Go through the records underneath and write each one out again exactly.

= Input records =
###

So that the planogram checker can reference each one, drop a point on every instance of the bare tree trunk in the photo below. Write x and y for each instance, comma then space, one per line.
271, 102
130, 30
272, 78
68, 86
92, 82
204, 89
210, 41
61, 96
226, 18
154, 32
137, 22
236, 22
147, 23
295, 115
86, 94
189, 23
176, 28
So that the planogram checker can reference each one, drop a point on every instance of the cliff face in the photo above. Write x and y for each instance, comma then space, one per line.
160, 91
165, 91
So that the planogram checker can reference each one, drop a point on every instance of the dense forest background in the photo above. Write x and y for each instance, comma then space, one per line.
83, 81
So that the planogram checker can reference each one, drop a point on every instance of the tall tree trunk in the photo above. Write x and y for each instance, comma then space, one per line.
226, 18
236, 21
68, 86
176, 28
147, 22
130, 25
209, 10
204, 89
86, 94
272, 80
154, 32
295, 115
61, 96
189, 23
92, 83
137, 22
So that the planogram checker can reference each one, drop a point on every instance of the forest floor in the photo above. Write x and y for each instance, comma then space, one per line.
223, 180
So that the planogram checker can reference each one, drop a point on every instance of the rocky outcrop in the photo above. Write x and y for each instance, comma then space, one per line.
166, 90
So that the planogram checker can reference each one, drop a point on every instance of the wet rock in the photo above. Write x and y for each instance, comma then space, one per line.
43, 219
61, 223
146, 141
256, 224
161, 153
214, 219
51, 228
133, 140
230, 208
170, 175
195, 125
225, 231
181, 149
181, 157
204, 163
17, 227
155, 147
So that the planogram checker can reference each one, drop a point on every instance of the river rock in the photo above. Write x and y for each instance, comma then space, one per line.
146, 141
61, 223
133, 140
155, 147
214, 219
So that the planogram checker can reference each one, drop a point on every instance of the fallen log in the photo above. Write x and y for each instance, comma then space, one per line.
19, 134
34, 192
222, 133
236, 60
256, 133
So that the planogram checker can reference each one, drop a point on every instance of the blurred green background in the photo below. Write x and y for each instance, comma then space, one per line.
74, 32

###

= Expected answer =
So that the planogram checker can reference each one, drop a point on every instance of the bare tree trunk in the photo below. Write x and y for each instance, comma then space, one per line.
271, 102
130, 30
272, 78
68, 86
92, 82
204, 89
210, 41
61, 96
226, 18
154, 32
137, 22
236, 22
147, 23
295, 115
86, 94
189, 23
176, 28
So that the planogram checker can reference each one, drop a point on every instance of the cliff face in the photo above. Write x and y for each instance, comma then space, one per line.
160, 91
165, 91
So that the planogram checker can reference each one, drop a point on every instance of the dense forest background in the photo above. Write x and y for each instance, comma then space, one per line.
83, 81
So that the planogram checker can reference each one, drop a point on every instance of the tall tree trunk in the photo above. Write x and y for each instance, comma then space, one per line.
226, 18
236, 21
68, 86
176, 28
147, 22
130, 25
209, 10
204, 89
86, 94
272, 80
154, 32
295, 115
61, 96
189, 23
92, 83
137, 22
So that the planogram checker can reference each one, drop a point on every instance of the forest floor in the photo above. Write x and y for each instance, comma then space, one per line.
223, 180
So that the planogram checker can reference each one, drop a point on every instance of the rocky outcrop in the photo above. Write x and y for each instance, comma then space, one per line.
166, 90
So that the planogram checker can reference each one, drop a point on every instance of the wet rock in the photo above. Write x and y for each instance, comma then space, one per line.
43, 219
61, 223
146, 141
256, 224
161, 153
214, 219
51, 228
133, 140
230, 208
170, 175
195, 125
225, 231
181, 149
181, 157
204, 163
17, 227
155, 147
So that the planogram checker can reference each one, drop a point on every instance of the river rock in the photo above. Write x and y for each instance, comma then space, one per line.
146, 141
61, 223
133, 140
155, 147
214, 219
So that the planogram checker can reference each one, drop a point on every instance of the fallen log in the photo above. Write x and y for each instance, comma then space, one per line.
19, 134
34, 192
222, 133
236, 60
256, 133
So that the planogram checker can reference each one, drop a point on every instance of the blurred green background in the photo below. Write x and y for each instance, comma then space, one per line.
74, 32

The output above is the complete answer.